▶ [What you need to do] Repeat every line of the listing below exactly, minus the pictures.

*****

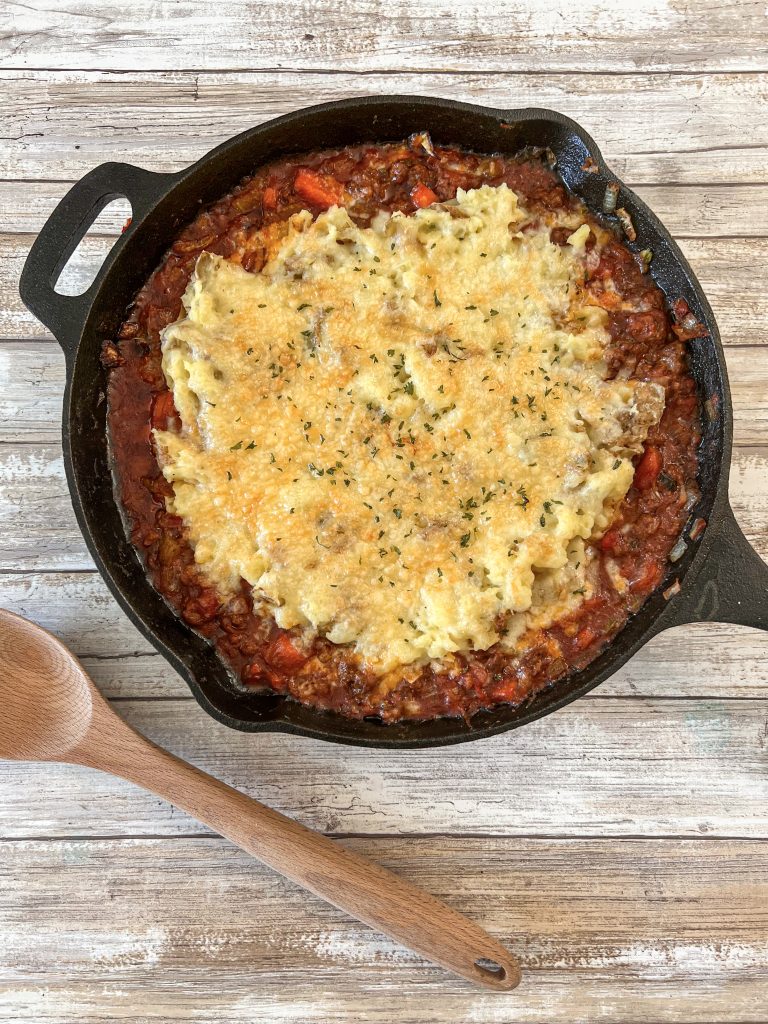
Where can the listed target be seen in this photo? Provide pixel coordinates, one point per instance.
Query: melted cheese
(401, 435)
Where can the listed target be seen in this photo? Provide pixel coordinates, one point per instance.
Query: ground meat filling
(645, 345)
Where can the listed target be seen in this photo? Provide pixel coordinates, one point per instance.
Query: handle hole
(487, 966)
(79, 271)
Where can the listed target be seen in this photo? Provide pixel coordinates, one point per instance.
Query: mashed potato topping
(401, 435)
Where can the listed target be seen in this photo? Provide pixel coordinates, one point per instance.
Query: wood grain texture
(733, 273)
(197, 931)
(52, 712)
(377, 35)
(613, 929)
(38, 529)
(639, 766)
(688, 211)
(731, 660)
(651, 128)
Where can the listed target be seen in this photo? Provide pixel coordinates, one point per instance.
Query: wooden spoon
(51, 711)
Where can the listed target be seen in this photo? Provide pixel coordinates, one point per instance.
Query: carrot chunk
(321, 189)
(648, 468)
(284, 655)
(423, 196)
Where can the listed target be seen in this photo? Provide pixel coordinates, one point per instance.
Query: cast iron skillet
(721, 577)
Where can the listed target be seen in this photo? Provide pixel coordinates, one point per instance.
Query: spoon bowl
(53, 712)
(47, 697)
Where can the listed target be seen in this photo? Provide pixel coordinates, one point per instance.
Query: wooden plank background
(620, 846)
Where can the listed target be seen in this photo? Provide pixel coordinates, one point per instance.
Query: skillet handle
(731, 587)
(65, 314)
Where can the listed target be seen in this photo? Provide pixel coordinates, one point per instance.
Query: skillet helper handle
(353, 884)
(62, 231)
(732, 586)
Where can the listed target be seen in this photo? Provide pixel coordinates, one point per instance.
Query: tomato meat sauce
(647, 342)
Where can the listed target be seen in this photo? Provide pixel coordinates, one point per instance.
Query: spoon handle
(351, 883)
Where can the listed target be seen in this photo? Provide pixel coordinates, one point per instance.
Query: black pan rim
(301, 720)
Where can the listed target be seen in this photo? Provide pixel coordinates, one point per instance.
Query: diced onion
(626, 221)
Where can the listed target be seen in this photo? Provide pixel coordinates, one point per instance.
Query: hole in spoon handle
(499, 974)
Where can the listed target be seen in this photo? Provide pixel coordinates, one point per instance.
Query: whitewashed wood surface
(620, 846)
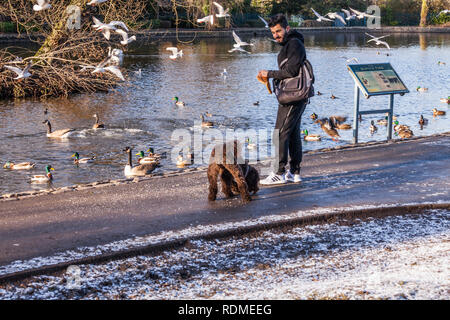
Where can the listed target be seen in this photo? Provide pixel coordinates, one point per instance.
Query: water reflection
(141, 113)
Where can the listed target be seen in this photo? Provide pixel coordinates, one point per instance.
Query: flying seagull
(21, 74)
(238, 49)
(265, 22)
(239, 42)
(319, 17)
(42, 5)
(124, 35)
(222, 13)
(378, 41)
(350, 16)
(175, 53)
(335, 15)
(207, 19)
(106, 28)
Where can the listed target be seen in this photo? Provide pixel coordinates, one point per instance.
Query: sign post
(375, 80)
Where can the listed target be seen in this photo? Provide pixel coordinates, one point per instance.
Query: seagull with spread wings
(106, 28)
(208, 19)
(335, 15)
(125, 39)
(222, 13)
(265, 22)
(350, 16)
(378, 41)
(319, 17)
(42, 5)
(175, 53)
(239, 42)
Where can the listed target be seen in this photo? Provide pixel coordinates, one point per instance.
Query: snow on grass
(194, 231)
(396, 257)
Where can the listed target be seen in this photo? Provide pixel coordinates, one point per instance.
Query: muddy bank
(388, 174)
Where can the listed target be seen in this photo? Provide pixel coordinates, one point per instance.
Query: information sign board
(377, 79)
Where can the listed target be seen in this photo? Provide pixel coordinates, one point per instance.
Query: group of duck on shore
(331, 124)
(147, 164)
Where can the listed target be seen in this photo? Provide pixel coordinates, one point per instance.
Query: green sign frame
(377, 79)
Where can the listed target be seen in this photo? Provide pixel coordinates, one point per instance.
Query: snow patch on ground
(396, 257)
(196, 231)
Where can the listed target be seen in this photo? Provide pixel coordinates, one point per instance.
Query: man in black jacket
(290, 60)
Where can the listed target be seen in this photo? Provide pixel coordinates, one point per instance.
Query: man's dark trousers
(290, 142)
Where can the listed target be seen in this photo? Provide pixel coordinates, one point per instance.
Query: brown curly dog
(235, 174)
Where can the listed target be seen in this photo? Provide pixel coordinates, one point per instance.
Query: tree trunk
(424, 13)
(60, 32)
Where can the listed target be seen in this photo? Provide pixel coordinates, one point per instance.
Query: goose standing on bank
(140, 170)
(62, 133)
(97, 124)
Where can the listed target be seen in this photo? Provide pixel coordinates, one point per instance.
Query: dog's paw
(246, 199)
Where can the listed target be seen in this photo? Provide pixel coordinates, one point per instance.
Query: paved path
(415, 171)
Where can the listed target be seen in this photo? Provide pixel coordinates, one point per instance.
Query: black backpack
(295, 89)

*****

▶ [Solution below]
Where can the listed target be seen in this photo? Provide pixel coordinates, one point per instance.
Query: melted cheese
(401, 435)
Where can the listed target be seen in this photo? Provide pixel coordinates, one point per instance.
Query: ground meat filling
(645, 345)
Where can the listed target be seen in this photo? Provide pixel coordinates, one point per instance.
Query: handle hole
(487, 966)
(79, 271)
Where can the listed target be seen in this photo? Provide pixel coordinates, one point per instance.
Query: mashed potato topping
(401, 435)
Where can the listed target be seen in this photo? Provide pixel coordinates, one point per instance.
Query: wood grain texture
(733, 273)
(197, 931)
(52, 712)
(377, 35)
(613, 929)
(38, 529)
(639, 766)
(688, 211)
(731, 660)
(651, 128)
Where can the listed target be seen in this photo? Provide pixel coordinates, one point per instance.
Query: wooden spoon
(51, 711)
Where can the listed target be seen in this photo? Provide pixel coordinates, one point per instance.
Query: carrot chunk
(321, 189)
(648, 468)
(284, 655)
(423, 196)
Where can the listed target be seen in this photo? Provide pixel coordinates, one point per instance.
Query: cast iron skillet
(721, 577)
Where can the listed target be seen in this photo? Provide pixel coordinates, one point per instance.
Query: spoon bowl
(53, 712)
(47, 697)
Where can the listed target be seen in this photo? Provide pixel coordinates, one point per instance.
Query: wooden plank background
(620, 846)
Where can the listed target be seen in this photo? Provide pixel coordinates, one point per instance.
Query: skillet handle
(731, 587)
(65, 314)
Where can the listed target be seen in this photo? Provide pixel coordinates, one point per instance.
Query: skillet helper handle
(353, 884)
(62, 231)
(732, 586)
Where can the listed target be seen in this photo? Provide pixel coordinates, one point per instance.
Query: tomato meat sauce
(647, 342)
Where can the listed target be seen in this photo? Provide pixel coordinates, one point per instance.
Query: spoon handle
(351, 883)
Where can the listed target be seen in this photo? Provide pixel coordinates, one point per instance.
Query: black pan rim
(301, 720)
Where can the listed target be seen in this photo? Provide pixel coordinates, one point per instance.
Query: diced onion
(626, 221)
Where can the listed target be seen in this photo? Provide pixel coordinates, one point per instance.
Query: hole in spoon handle
(499, 974)
Where can the listed target be seen in this photo? Provide pixel coordinates, one point per instance.
Query: whitewashed wood surface
(620, 846)
Where can the listed target be seen in this photo? Provide pixel coordinates, one point per instance.
Query: water reflection
(141, 113)
Where can the listed target be seen in this photo? Provide pixel coordinates, one point per instance.
Query: flying seagull
(21, 74)
(238, 49)
(265, 22)
(239, 42)
(319, 17)
(42, 5)
(124, 35)
(222, 13)
(378, 41)
(350, 16)
(175, 53)
(335, 15)
(207, 19)
(106, 28)
Where can the listed target be seen in this photo? Provide pixel coordinates, one point per instance.
Query: sign post
(375, 80)
Where can the listed target be seen in this photo? Provide pixel coordinates, one point per instance.
Query: seagull with spread wings
(106, 28)
(208, 19)
(335, 15)
(125, 39)
(222, 13)
(265, 22)
(350, 16)
(378, 41)
(319, 17)
(42, 5)
(175, 53)
(239, 42)
Where can the listed target be seen in this photo? Provide pixel coordinates, one point per instance.
Query: snow on grass
(194, 231)
(396, 257)
Where can the listed target be seen in this photo? Provide pixel coordinates, one point per instance.
Query: muddy bank
(388, 174)
Where can the listed target be seen in this photo? Provide pixel coordinates, one point per instance.
Query: information sign board
(377, 79)
Where can the listed target be seen in this photo? Provide pixel coordinates, one point per instance.
Query: group of duck on shore
(331, 124)
(147, 164)
Where can the listed target be seen in this photo? Provide pixel coordinates, one point per instance.
Query: green sign frame
(377, 79)
Where can the listed target be seen in this photo? Provide pixel coordinates, one point per instance.
Query: snow patch on ground
(396, 257)
(196, 231)
Where can the listed target be seen in this photo? Provide pixel coordinates, one point per instance.
Query: man in black jacket
(290, 60)
Where can the listed target be seen in this photo? Provide pixel coordinates, one point per instance.
Query: man's dark trousers
(290, 142)
Where can the listed target be seen in this photo? Provide pixel coordinates, one point per instance.
Query: brown curly dog
(235, 174)
Where can the listed target be seen in this photo? Provide pixel coordinates, one point per instance.
Query: tree trunk
(424, 13)
(60, 32)
Where can the listed target be seen in this photo? Provide pixel coordinates, one point per instance.
Query: goose standing on bank
(140, 170)
(62, 133)
(97, 124)
Where can the listed target be seen in this photo? Provide pixel coordinates, one point per instance.
Query: dog's paw
(246, 199)
Where can the listed target be seen in this photo? Provide pixel coordinates, one point per instance.
Query: paved path
(415, 171)
Where can the listed target be seen in this photo? Provide pixel coordinates, one point per instance.
Query: black backpack
(295, 89)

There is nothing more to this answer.